── SOURCE MATERIAL ──

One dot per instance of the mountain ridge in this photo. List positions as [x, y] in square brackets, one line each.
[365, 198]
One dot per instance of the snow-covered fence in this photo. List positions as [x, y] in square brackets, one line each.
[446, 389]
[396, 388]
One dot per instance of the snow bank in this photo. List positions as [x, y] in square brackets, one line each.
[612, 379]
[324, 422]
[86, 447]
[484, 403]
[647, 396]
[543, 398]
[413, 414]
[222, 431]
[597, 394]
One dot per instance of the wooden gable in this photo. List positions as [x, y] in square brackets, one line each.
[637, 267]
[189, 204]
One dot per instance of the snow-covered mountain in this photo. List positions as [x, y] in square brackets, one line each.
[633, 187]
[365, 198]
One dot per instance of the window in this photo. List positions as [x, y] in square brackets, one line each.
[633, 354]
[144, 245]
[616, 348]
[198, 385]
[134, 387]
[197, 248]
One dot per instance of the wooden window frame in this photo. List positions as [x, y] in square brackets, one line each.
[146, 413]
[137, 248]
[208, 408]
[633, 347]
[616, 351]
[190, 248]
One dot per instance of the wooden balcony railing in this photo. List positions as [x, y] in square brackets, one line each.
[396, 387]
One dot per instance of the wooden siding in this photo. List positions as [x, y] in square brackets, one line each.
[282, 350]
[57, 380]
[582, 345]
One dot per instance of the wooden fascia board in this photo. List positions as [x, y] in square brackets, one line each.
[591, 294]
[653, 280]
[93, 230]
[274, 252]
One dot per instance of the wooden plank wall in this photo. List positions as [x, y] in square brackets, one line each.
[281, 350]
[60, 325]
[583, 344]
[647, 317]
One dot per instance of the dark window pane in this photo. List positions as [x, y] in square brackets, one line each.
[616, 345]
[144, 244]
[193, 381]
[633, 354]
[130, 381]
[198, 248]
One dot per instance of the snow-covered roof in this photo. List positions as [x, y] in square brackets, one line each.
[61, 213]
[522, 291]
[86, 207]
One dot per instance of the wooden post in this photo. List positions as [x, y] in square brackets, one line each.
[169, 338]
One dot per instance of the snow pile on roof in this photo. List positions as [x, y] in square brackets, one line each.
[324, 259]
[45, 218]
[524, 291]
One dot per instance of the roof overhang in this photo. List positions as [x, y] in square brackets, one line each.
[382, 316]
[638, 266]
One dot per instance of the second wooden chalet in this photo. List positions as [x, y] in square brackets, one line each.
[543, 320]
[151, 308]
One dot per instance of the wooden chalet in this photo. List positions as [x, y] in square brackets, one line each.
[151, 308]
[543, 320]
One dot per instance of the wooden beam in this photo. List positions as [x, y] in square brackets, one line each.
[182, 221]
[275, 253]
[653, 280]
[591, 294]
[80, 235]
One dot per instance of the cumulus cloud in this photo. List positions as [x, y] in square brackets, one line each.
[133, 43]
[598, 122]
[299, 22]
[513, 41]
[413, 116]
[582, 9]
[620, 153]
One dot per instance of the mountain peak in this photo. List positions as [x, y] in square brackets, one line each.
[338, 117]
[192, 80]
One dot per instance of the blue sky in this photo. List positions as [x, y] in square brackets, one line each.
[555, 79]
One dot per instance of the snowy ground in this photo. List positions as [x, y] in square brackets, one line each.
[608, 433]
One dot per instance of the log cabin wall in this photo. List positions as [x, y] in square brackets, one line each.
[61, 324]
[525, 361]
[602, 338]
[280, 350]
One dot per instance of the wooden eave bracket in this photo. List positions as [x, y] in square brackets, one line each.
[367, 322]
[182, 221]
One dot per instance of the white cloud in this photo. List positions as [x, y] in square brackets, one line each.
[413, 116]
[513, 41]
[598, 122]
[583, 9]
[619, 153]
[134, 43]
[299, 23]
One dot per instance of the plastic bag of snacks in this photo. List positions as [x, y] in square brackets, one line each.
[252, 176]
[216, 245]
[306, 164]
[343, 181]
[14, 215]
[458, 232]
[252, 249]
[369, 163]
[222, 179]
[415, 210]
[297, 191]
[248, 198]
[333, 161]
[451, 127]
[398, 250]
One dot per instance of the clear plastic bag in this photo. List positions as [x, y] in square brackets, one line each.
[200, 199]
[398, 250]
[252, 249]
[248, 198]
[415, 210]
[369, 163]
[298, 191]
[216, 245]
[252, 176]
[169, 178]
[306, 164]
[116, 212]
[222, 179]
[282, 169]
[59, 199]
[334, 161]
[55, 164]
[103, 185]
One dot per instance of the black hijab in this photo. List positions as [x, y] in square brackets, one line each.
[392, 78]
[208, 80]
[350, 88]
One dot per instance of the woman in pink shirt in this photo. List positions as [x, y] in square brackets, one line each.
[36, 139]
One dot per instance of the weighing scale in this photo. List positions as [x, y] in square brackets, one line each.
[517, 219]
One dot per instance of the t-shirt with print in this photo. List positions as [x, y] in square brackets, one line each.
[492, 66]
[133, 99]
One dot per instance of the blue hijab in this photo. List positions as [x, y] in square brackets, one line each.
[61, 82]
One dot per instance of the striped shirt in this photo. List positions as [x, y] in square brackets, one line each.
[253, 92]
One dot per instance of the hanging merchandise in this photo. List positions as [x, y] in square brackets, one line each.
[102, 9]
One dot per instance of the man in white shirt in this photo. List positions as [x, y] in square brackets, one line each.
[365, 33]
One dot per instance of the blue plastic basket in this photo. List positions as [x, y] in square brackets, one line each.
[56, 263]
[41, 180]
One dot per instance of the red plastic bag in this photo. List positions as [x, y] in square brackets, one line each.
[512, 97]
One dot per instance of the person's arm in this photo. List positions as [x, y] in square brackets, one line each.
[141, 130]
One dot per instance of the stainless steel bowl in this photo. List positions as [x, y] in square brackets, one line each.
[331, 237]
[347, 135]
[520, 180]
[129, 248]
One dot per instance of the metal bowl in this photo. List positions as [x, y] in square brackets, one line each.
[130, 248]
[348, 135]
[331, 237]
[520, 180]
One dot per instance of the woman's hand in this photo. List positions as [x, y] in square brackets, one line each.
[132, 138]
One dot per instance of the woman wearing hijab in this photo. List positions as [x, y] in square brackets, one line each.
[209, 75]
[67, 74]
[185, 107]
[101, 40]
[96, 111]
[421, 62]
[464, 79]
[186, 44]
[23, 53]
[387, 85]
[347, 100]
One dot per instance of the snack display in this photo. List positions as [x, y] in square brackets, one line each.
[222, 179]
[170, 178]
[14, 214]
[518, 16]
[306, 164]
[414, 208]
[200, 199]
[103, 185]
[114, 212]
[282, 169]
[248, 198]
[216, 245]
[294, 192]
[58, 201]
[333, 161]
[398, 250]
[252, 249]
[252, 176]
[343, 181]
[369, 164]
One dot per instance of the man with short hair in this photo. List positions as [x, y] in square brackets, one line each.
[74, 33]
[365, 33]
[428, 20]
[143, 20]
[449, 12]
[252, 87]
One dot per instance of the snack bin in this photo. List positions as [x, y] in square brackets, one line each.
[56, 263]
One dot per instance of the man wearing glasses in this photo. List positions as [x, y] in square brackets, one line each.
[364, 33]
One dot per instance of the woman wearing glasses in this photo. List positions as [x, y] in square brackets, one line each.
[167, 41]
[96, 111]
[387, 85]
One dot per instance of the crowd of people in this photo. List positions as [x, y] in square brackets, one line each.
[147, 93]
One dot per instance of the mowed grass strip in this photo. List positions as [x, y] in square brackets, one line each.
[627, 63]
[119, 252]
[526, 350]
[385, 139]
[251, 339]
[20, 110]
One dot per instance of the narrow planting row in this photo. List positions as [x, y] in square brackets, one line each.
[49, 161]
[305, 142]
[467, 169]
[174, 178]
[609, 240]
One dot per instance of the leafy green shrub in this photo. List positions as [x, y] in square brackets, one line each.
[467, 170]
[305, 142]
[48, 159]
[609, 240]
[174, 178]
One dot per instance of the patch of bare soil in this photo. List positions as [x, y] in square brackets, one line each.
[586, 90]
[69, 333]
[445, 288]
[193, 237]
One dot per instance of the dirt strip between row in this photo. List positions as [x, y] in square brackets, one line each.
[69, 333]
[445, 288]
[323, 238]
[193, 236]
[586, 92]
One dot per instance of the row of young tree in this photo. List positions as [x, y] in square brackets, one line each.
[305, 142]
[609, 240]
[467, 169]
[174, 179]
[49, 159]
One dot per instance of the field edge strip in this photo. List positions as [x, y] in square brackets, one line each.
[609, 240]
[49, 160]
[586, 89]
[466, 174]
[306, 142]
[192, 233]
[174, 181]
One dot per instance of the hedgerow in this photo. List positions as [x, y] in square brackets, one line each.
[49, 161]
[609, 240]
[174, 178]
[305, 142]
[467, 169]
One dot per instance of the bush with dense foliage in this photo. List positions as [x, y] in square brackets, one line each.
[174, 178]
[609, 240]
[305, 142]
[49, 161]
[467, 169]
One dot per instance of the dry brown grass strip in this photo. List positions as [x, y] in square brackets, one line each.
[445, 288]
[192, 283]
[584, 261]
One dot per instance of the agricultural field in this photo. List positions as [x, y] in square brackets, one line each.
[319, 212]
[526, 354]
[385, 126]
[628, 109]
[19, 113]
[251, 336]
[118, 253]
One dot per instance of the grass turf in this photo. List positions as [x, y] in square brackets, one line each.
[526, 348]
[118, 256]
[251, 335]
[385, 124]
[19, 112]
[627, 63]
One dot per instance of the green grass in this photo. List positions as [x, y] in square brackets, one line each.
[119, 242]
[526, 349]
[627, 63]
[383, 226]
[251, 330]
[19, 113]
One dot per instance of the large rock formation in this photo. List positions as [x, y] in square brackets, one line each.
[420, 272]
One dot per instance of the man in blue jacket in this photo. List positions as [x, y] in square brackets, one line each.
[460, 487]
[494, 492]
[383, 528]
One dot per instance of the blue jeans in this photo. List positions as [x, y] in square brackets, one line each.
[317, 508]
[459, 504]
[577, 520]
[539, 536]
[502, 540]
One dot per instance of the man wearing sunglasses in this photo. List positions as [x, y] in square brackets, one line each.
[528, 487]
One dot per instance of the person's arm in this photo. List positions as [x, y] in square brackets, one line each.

───

» PROBLEM
Could you give again exactly the lines from the line containing "One dot per instance of the dry" through the final line of the data above, and no others?

» EXPECTED OUTPUT
One dot per instance of the dry brown grass strip in this photo. List positions as [x, y] in square brackets, one line each.
[445, 288]
[192, 283]
[584, 261]
One dot per instance of the agricultural field in this photo. List positions as [x, y] in square brackets, one line each.
[319, 212]
[526, 354]
[385, 126]
[628, 109]
[19, 113]
[251, 336]
[118, 253]
One dot per instance of the grass turf in this photo. List positions as [x, y] in square brackets, one line each.
[526, 348]
[118, 256]
[251, 335]
[385, 124]
[19, 112]
[627, 63]
One dot per instance of the green grass in this photo. List positions as [x, y] in square brackets, one line each.
[119, 242]
[526, 349]
[627, 63]
[383, 226]
[251, 330]
[19, 113]
One dot per instance of the large rock formation in this photo. List positions as [x, y] in square brackets, one line each.
[420, 272]
One dot per instance of the man in blue jacket in this photo. List positions as [x, y] in square brackets, one line each.
[460, 487]
[494, 492]
[383, 528]
One dot per instance of the blue jeans in this photo. List positions as [x, y] in square brackets, one line each.
[317, 508]
[459, 504]
[577, 520]
[539, 536]
[502, 540]
One dot per instance of the man wearing sunglasses in this photo. List positions as [x, y] in square brackets, one line each.
[528, 487]
One dot per instance of the person's arm in this photo. List positions as [x, y] in square brackets, one line each.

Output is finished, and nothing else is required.